_PASSAGE PROVIDED_:
■ ■ ■ ■ ■
Skip to main content

Universal Health Monitor - Configuration File Based

Script - Universal Health Monitor - Configuration File Based

A completely universal solution that reads from a configuration file, so users never need to touch the code.

1. Main Script: universal-health-monitor.sh
#!/bin/bash

# Universal Multi-Domain Multi-Machine Health Monitor Script
# This script reads domain configurations from monitor-domains.txt and monitors accordingly

# Configuration
CONFIG_FILE="monitor-domains.txt"
SCRIPT_DIR="$(cd "$(dirname "${BASH_SOURCE[0]}")" && pwd)"
LOG_FILE="$SCRIPT_DIR/vm-health-monitor.log"
TIMEOUT=10
MAX_RETRIES=3
STOP_START_DELAY=5

# Function to log messages with timestamp
log_message() {
    echo "$(date '+%Y-%m-%d %H:%M:%S') - $1" | tee -a "$LOG_FILE"
}

# Function to check if URL is responding
check_url() {
    local url="$1"
    local timeout="$2"
    
    # Add http:// if not present
    if [[ ! "$url" =~ ^https?:// ]]; then
        url="http://$url"
■ ■ ■ ■ ■
_EXERCISE TASK 1_: On the health monitor page, which file does the script read its domain settings from?
_EXERCISE TASK 2_: From the health monitor page, set down the part that starts at the words "Skip to main" and ends after "touch the code.", matching it word for word.
The data after this point has no connection to the health monitor page.

_RECORD EXCERPTS_:
■ ■ ■ ■ ■
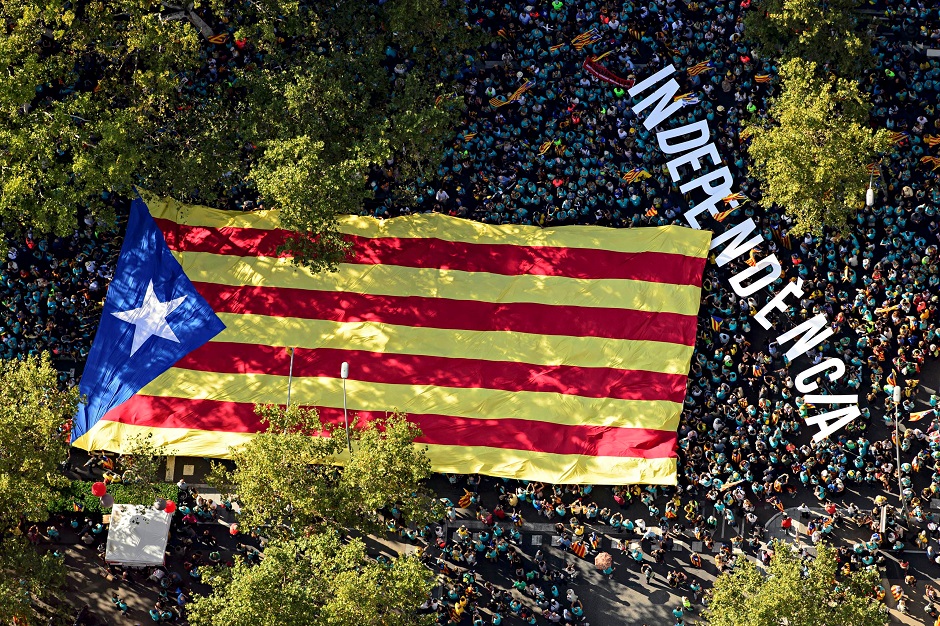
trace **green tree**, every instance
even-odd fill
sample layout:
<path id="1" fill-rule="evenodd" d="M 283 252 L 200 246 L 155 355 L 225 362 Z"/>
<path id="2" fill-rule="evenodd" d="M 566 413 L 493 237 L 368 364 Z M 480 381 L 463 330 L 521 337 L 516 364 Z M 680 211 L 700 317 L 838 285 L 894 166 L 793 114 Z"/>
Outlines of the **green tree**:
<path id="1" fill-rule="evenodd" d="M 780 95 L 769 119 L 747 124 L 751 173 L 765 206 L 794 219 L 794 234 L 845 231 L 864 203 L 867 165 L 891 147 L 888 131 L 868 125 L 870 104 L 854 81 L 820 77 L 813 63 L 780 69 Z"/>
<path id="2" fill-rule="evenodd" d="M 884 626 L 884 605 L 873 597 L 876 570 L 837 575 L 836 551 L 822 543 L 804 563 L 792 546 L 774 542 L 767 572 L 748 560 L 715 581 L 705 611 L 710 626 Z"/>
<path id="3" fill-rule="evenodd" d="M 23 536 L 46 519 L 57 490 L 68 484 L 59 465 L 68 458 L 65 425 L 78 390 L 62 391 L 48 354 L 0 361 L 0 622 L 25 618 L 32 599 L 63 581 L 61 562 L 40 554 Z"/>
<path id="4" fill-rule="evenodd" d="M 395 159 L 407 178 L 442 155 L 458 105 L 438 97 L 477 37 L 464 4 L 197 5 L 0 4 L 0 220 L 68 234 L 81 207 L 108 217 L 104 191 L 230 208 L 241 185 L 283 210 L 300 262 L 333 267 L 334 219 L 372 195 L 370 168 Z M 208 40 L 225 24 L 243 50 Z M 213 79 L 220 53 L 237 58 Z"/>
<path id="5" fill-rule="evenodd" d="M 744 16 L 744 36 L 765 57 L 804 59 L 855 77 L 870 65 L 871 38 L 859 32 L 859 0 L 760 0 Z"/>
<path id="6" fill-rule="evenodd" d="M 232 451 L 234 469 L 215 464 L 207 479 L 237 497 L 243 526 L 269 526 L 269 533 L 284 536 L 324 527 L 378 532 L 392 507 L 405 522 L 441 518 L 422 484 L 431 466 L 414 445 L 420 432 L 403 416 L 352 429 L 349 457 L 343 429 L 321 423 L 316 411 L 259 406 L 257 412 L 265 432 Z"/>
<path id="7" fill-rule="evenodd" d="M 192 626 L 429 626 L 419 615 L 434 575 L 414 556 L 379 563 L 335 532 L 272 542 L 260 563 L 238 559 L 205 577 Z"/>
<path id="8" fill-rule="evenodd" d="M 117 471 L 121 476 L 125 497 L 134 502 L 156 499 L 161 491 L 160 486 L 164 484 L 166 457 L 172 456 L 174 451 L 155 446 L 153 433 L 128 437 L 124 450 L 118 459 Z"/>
■ ■ ■ ■ ■
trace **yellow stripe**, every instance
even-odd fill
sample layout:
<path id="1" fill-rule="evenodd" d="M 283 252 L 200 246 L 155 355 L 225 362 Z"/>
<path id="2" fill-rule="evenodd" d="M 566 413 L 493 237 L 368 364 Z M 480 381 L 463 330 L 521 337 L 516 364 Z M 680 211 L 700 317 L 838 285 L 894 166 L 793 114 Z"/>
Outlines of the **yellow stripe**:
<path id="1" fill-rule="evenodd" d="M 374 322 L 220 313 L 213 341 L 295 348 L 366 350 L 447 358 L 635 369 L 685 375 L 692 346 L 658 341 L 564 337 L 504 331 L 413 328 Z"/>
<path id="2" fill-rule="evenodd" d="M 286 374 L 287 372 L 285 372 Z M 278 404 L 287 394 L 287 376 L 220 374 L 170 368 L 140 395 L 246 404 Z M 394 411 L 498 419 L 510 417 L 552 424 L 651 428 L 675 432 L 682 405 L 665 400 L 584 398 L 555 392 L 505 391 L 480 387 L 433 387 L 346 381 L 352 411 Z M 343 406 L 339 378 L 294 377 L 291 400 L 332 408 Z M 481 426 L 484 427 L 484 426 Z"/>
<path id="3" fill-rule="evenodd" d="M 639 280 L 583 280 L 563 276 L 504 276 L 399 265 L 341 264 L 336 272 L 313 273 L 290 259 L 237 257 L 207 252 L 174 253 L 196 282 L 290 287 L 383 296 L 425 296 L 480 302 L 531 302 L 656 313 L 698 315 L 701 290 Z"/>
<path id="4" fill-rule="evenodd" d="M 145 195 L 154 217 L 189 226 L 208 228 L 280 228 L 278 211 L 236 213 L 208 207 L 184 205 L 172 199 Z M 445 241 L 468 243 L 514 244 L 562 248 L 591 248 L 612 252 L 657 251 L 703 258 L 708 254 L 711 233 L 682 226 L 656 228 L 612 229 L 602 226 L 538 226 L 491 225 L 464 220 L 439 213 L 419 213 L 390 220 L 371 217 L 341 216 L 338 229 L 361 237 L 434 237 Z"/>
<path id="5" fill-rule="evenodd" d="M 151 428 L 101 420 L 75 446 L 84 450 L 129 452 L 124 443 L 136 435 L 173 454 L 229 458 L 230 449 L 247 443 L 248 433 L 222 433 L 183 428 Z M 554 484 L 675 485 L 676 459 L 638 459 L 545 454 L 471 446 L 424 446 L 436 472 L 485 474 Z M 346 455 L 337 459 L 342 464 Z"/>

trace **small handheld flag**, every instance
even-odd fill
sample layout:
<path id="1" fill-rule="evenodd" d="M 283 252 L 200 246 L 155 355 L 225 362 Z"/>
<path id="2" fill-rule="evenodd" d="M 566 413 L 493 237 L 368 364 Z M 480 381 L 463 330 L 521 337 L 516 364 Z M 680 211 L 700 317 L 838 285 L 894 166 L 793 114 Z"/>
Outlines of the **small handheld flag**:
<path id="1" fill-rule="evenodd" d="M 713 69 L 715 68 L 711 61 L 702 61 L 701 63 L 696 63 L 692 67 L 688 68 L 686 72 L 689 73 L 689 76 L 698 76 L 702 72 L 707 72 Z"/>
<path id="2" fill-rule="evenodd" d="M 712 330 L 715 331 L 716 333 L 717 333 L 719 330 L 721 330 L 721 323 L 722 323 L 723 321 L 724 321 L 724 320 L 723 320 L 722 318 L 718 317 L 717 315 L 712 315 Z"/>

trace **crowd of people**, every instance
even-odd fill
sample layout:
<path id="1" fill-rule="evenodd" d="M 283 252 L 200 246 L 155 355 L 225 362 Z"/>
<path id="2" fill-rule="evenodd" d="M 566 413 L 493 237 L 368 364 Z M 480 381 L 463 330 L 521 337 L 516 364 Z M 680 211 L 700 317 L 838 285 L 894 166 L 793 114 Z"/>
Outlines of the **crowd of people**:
■ ■ ■ ■ ■
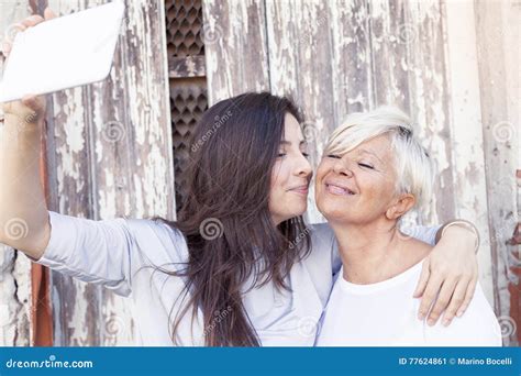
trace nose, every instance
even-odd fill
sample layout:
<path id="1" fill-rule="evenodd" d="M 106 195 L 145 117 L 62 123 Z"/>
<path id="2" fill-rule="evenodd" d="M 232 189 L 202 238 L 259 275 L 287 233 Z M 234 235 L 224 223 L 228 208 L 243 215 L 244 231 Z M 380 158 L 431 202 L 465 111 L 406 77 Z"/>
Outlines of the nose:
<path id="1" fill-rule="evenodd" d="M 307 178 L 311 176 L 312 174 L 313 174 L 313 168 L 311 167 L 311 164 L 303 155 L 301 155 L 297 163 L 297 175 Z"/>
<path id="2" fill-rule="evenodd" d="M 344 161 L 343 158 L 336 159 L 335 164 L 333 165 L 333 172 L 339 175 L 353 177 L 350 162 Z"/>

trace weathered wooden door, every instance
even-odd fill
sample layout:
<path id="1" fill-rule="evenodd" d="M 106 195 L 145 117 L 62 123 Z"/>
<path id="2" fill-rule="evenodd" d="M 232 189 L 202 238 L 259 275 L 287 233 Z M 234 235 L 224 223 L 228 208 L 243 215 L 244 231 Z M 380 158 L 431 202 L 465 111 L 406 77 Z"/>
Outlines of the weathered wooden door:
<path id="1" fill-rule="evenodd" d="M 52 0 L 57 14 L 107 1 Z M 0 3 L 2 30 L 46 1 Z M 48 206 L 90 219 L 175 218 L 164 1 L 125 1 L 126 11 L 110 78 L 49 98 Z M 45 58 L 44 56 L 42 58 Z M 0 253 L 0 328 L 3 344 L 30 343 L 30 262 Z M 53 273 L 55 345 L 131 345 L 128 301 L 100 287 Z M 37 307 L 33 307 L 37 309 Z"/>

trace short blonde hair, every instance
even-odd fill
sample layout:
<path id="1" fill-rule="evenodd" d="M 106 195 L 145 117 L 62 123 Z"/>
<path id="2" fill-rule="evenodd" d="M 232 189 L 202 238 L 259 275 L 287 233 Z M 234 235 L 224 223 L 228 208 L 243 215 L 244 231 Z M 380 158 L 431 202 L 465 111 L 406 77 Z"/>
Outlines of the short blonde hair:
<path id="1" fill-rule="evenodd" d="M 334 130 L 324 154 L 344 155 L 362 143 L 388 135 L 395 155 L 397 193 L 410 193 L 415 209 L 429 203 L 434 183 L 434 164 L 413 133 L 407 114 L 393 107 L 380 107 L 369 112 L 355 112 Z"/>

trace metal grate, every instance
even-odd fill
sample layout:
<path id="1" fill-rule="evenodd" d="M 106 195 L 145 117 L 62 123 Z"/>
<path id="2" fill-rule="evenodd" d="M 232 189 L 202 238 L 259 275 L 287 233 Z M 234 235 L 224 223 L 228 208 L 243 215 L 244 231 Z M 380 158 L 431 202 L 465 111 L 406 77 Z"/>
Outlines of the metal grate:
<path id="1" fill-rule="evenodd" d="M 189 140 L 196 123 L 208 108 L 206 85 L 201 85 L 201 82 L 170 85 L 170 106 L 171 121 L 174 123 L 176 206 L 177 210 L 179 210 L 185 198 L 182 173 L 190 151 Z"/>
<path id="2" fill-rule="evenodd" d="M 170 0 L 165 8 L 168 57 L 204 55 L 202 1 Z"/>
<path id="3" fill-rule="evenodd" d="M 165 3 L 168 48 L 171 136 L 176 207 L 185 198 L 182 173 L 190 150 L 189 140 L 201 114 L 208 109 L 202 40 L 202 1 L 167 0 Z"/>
■ ■ ■ ■ ■
_COMPLETE ANSWER 1_: monitor-domains.txt

_COMPLETE ANSWER 2_:
Skip to main content

Universal Health Monitor - Configuration File Based

Script - Universal Health Monitor - Configuration File Based

A completely universal solution that reads from a configuration file, so users never need to touch the code.